Give back exactly the stretch of data below from the line holding "positive clicks: (495, 217)" through the line holding "box: [123, 243, 500, 266]", both ends included, and leave the remaining lines out.
-- Extracted information follows --
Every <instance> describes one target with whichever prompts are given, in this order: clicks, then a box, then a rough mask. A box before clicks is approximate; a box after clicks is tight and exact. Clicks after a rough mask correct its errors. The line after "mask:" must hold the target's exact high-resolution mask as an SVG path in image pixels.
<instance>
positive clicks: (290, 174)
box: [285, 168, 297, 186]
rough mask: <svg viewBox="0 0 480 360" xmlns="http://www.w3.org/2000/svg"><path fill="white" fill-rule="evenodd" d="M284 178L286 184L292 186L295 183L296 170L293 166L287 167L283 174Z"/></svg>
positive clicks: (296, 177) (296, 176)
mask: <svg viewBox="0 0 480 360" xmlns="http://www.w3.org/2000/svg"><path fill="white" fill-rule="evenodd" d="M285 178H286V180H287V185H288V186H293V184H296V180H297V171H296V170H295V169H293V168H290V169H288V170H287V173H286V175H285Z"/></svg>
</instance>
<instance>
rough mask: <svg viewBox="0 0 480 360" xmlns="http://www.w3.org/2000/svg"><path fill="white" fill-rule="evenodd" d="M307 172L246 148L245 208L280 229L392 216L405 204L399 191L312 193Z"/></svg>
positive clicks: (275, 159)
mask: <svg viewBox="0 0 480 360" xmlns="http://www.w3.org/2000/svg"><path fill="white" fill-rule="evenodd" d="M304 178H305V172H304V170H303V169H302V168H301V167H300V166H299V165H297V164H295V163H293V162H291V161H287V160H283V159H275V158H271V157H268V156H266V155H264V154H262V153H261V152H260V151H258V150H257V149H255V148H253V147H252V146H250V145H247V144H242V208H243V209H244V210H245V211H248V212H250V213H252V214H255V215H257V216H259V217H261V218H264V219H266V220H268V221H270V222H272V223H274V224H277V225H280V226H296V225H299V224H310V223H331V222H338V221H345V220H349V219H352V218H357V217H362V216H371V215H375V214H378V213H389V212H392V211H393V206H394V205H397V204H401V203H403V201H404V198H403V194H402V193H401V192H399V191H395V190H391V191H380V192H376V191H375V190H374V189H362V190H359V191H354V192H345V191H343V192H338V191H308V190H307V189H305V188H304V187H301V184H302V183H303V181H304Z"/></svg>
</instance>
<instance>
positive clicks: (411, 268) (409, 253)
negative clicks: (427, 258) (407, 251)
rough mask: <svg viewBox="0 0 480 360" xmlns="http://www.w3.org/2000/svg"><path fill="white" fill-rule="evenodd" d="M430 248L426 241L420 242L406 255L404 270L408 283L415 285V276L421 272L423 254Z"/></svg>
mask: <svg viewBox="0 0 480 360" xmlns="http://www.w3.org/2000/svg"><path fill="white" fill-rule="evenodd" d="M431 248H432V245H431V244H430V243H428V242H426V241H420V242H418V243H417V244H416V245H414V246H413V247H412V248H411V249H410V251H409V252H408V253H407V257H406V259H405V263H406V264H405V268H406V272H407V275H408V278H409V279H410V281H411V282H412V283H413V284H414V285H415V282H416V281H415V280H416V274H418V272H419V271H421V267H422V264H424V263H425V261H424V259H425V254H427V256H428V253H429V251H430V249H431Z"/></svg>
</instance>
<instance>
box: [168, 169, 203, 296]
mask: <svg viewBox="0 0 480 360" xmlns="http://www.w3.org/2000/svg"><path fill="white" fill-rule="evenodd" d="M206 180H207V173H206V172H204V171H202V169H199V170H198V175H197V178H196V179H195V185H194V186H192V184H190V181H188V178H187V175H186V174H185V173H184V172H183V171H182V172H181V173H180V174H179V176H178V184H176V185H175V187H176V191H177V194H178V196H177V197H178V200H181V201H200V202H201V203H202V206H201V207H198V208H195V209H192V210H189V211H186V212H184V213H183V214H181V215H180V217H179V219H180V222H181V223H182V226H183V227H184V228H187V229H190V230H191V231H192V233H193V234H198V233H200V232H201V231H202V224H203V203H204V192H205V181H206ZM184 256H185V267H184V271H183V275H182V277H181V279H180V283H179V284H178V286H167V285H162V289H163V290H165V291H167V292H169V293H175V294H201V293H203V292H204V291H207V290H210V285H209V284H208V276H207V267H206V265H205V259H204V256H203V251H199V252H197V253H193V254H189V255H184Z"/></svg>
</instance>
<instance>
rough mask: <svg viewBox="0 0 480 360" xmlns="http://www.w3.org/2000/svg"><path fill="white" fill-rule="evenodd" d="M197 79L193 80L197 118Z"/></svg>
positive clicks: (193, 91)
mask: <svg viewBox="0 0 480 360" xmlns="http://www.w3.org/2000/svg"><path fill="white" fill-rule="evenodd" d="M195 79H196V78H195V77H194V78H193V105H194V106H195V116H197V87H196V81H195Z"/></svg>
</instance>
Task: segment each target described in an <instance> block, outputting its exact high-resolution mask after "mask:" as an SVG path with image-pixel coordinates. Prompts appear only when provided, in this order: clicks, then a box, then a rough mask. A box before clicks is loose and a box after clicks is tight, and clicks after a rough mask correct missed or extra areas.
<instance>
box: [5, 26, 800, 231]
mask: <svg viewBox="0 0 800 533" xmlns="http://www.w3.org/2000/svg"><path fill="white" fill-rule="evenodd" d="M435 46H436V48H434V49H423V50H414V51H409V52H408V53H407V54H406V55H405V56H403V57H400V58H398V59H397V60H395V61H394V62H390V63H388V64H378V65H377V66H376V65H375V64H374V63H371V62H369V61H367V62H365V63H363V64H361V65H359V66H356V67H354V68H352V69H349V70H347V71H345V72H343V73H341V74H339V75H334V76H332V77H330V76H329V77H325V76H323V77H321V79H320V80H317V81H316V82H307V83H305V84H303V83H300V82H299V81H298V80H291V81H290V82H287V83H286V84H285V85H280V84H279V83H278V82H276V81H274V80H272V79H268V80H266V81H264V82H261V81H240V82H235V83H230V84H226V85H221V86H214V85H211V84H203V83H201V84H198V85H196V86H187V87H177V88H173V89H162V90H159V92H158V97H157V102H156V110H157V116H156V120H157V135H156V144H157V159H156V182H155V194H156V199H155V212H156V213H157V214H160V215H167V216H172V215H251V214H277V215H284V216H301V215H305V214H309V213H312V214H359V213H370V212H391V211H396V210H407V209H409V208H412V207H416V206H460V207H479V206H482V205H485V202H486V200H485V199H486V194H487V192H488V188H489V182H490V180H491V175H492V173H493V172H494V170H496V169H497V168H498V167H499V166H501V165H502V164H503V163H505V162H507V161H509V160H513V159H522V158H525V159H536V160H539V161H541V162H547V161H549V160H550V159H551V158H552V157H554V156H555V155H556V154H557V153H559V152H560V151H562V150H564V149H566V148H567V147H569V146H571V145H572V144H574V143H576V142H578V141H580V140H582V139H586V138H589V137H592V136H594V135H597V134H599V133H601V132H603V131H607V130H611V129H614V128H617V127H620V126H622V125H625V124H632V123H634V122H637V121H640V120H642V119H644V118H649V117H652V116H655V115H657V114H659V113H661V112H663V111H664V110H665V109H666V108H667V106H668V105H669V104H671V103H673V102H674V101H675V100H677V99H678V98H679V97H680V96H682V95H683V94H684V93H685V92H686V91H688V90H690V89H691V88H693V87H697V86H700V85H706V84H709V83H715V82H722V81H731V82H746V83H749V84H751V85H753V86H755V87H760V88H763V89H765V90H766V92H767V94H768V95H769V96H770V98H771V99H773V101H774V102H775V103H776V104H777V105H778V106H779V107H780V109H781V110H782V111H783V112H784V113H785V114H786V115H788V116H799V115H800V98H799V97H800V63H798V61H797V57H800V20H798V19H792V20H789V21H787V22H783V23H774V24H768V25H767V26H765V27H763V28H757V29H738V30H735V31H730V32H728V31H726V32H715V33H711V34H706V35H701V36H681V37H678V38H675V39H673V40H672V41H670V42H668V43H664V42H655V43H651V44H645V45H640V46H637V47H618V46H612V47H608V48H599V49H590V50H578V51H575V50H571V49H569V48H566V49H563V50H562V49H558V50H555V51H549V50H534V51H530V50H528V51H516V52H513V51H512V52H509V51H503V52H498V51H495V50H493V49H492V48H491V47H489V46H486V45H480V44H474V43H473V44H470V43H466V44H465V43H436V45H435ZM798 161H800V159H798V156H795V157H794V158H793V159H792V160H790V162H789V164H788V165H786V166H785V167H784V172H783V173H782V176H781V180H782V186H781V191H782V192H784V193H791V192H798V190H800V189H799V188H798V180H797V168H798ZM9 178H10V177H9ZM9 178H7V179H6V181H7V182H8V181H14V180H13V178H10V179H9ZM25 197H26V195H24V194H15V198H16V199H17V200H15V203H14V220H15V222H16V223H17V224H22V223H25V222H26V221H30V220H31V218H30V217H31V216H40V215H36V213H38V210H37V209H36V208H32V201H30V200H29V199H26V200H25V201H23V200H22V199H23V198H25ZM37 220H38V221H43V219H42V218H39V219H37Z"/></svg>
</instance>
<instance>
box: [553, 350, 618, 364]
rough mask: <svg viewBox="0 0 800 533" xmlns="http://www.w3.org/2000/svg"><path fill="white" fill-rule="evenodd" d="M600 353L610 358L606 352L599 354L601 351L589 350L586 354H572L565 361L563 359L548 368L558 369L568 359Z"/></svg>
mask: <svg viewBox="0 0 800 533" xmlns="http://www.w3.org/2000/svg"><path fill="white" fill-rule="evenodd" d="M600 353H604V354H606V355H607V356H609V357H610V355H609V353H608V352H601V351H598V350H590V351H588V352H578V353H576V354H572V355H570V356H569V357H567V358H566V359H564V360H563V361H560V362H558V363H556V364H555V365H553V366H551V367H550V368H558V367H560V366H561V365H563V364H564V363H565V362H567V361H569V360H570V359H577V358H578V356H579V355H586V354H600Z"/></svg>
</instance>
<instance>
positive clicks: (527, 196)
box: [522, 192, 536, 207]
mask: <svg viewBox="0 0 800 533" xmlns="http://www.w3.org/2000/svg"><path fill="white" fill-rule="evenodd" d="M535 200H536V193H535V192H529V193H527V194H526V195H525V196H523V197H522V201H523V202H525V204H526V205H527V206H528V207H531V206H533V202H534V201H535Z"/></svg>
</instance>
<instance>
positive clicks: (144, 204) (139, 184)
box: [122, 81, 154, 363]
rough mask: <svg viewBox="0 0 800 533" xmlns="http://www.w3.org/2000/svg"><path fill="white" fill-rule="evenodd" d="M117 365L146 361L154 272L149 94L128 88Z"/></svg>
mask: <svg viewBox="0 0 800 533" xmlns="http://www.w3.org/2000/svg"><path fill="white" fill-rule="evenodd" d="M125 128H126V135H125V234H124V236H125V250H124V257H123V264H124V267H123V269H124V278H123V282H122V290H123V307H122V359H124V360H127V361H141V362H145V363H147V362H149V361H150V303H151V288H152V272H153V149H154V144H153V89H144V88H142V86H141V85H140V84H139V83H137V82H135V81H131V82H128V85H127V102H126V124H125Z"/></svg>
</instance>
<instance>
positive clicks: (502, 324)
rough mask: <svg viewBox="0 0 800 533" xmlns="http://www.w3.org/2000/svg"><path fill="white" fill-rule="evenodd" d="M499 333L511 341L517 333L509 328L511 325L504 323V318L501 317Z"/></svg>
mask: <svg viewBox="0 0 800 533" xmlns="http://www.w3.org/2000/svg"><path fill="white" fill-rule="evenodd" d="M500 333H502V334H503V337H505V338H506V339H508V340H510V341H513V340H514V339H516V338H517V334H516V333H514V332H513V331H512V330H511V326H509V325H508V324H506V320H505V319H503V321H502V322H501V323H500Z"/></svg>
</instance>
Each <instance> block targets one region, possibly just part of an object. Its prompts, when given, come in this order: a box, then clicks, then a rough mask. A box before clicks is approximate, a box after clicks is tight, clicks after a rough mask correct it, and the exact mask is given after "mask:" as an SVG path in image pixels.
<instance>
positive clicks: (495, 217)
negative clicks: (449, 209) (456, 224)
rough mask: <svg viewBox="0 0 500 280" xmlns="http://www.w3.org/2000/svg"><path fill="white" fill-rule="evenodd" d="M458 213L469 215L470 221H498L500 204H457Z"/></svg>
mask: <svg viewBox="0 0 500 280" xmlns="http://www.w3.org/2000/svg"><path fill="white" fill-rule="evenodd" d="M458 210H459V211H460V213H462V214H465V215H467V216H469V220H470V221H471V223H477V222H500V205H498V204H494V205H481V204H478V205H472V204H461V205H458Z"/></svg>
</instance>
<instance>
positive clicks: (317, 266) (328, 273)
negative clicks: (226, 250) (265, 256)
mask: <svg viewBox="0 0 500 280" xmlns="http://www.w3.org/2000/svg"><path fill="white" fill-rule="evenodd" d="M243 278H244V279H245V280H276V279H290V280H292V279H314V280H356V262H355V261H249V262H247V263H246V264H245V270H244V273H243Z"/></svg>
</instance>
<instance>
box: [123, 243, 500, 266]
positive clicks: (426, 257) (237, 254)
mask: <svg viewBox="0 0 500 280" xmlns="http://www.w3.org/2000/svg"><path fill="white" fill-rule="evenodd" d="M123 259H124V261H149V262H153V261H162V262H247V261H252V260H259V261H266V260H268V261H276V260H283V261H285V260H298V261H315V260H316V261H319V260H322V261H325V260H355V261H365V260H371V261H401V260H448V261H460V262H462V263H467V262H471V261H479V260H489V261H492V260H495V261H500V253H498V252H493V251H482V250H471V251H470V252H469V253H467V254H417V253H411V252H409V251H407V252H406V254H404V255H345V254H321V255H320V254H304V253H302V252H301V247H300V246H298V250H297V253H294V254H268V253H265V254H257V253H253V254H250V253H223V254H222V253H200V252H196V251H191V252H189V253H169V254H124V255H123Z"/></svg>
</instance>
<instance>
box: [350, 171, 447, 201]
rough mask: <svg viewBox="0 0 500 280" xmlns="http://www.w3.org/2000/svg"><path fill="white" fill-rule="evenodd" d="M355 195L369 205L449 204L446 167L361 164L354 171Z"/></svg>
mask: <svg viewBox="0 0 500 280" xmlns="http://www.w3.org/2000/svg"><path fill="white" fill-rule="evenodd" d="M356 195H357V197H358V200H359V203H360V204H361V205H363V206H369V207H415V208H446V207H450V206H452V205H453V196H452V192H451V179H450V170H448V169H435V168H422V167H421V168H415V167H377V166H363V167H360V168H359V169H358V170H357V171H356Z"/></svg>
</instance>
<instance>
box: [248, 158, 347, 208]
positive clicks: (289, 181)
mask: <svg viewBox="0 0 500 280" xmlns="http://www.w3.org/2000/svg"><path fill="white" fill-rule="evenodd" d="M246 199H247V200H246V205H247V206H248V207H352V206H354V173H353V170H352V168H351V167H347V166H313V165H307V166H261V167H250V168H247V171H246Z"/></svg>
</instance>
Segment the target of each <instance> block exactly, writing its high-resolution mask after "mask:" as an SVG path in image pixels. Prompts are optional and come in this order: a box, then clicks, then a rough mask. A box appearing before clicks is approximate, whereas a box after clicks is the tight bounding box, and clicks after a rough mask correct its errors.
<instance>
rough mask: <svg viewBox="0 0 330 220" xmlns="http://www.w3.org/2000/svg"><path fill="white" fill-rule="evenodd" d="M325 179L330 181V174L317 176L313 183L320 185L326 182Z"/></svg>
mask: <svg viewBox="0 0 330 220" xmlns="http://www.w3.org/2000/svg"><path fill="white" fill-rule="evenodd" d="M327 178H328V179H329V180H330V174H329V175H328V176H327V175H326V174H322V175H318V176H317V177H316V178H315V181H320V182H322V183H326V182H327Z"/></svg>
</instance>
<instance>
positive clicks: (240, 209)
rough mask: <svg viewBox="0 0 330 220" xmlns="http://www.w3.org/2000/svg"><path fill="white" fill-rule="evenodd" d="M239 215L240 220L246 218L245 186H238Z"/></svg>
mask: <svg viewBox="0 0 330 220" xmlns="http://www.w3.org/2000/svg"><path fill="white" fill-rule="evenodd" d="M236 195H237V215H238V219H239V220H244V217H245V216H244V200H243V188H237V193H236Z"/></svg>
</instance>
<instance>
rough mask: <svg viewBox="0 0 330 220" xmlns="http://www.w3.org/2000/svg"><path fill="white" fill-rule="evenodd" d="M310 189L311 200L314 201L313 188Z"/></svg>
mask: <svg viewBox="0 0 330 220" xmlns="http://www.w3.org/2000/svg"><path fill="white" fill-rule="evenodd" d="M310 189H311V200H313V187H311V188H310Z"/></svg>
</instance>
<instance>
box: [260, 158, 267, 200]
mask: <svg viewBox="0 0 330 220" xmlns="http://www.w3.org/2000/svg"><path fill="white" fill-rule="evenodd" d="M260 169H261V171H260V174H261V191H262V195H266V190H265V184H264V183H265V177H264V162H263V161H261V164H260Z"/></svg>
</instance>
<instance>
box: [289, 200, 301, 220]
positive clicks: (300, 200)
-- Extracted information concluded --
Completed exercise:
positive clicks: (495, 217)
negative clicks: (449, 209) (456, 224)
rough mask: <svg viewBox="0 0 500 280" xmlns="http://www.w3.org/2000/svg"><path fill="white" fill-rule="evenodd" d="M458 213L469 215L470 221H498L500 204H457Z"/></svg>
mask: <svg viewBox="0 0 500 280" xmlns="http://www.w3.org/2000/svg"><path fill="white" fill-rule="evenodd" d="M458 210H459V211H460V213H462V214H465V215H467V216H469V220H470V221H471V223H477V222H500V205H498V204H494V205H481V204H478V205H472V204H461V205H458Z"/></svg>
</instance>
<instance>
positive clicks: (317, 266) (328, 273)
negative clicks: (226, 250) (265, 256)
mask: <svg viewBox="0 0 500 280" xmlns="http://www.w3.org/2000/svg"><path fill="white" fill-rule="evenodd" d="M243 278H244V279H245V280H276V279H290V280H292V279H314V280H356V262H355V261H249V262H247V263H246V264H245V270H244V273H243Z"/></svg>
</instance>
<instance>
box: [123, 243, 500, 266]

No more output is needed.